====== Stored rows

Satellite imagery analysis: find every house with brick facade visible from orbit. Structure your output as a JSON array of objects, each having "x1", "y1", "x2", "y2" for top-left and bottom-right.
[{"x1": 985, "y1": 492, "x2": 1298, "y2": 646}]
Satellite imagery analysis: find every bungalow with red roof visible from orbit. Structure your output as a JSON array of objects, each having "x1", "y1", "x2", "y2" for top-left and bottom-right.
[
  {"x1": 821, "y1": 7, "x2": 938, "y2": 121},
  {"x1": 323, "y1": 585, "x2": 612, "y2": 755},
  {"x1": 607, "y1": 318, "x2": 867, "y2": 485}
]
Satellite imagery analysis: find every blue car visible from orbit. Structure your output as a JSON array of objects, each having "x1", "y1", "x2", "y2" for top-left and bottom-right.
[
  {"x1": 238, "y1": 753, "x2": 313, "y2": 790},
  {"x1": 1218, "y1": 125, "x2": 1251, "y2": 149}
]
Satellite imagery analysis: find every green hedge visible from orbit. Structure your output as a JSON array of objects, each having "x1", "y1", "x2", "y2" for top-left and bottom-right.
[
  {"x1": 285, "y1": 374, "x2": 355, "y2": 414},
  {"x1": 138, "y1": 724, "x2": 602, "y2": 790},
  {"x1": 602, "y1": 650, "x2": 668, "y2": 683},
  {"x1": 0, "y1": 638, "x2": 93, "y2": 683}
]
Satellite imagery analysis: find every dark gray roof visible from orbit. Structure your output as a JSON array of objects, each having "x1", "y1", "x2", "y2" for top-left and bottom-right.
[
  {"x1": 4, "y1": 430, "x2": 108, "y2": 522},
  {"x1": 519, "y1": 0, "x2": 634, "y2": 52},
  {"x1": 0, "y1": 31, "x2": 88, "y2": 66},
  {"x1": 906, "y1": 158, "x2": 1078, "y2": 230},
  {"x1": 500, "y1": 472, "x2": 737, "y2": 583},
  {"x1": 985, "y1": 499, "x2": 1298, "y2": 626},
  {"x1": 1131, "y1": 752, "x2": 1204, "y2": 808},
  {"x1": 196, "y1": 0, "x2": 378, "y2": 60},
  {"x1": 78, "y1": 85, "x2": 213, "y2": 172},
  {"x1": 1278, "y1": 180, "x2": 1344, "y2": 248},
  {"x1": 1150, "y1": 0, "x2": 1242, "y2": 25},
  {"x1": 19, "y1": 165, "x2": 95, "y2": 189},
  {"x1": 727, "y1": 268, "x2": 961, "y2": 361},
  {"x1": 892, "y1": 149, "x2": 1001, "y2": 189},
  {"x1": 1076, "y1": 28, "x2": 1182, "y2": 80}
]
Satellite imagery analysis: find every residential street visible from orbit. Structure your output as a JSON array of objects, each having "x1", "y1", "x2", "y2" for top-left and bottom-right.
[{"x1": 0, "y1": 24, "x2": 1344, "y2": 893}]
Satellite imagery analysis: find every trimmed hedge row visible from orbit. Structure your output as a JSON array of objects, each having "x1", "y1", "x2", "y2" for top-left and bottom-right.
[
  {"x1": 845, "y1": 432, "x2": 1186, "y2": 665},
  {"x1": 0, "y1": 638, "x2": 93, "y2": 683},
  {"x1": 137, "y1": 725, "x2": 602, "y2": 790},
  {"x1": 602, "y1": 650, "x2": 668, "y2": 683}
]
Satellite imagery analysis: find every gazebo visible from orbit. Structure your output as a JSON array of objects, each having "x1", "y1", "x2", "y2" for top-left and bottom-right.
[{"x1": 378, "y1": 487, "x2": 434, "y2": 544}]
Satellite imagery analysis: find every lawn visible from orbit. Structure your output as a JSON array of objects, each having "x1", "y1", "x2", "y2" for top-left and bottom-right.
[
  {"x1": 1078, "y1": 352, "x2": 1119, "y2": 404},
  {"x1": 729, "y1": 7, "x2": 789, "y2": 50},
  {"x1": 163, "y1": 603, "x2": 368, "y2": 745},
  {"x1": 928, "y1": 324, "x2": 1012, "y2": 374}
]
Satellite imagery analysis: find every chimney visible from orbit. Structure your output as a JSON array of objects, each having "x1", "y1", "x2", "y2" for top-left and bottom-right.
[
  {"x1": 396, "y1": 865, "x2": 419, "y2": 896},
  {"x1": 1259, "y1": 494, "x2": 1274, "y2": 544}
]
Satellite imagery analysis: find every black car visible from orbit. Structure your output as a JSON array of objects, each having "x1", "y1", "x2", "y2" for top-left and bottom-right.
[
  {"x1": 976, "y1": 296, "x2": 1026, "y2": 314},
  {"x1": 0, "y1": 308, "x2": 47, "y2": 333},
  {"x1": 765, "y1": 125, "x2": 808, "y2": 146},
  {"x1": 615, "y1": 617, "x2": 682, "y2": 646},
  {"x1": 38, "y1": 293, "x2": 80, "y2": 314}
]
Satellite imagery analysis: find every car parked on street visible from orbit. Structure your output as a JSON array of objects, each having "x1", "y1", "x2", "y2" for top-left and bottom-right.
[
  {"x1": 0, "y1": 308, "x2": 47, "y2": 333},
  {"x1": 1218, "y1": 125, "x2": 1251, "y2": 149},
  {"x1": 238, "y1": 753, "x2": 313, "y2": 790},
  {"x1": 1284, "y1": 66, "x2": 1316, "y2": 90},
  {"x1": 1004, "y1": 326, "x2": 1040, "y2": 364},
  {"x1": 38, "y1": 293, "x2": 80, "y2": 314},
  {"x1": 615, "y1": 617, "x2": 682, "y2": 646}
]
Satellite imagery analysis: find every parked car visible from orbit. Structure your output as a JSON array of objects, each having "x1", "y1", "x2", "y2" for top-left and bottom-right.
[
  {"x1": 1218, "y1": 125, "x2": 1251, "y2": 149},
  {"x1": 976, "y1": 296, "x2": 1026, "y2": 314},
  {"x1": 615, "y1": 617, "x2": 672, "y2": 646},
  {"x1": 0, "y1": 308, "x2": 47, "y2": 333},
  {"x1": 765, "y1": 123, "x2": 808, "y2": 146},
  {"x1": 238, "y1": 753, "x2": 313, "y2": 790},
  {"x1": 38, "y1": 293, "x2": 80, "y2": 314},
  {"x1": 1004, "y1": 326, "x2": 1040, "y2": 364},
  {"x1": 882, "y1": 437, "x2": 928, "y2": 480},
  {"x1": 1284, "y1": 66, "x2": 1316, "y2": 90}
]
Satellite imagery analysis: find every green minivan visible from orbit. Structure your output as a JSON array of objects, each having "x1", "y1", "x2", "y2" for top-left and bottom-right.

============

#### Given exercise:
Extract every line of the records that contains the string "roof", treating case as significant.

#### Final answer:
Satellite imagery analysis: find every bungalow with red roof visible from orbit. Structure your output as a JSON array of objects, each having "x1", "y1", "x2", "y2" for top-left and bottom-right.
Satellite imagery analysis: find every dark gray roof visible from orbit. Structure your output as a JSON array of objects, each having "x1", "y1", "x2", "y2" for top-left and bottom-right.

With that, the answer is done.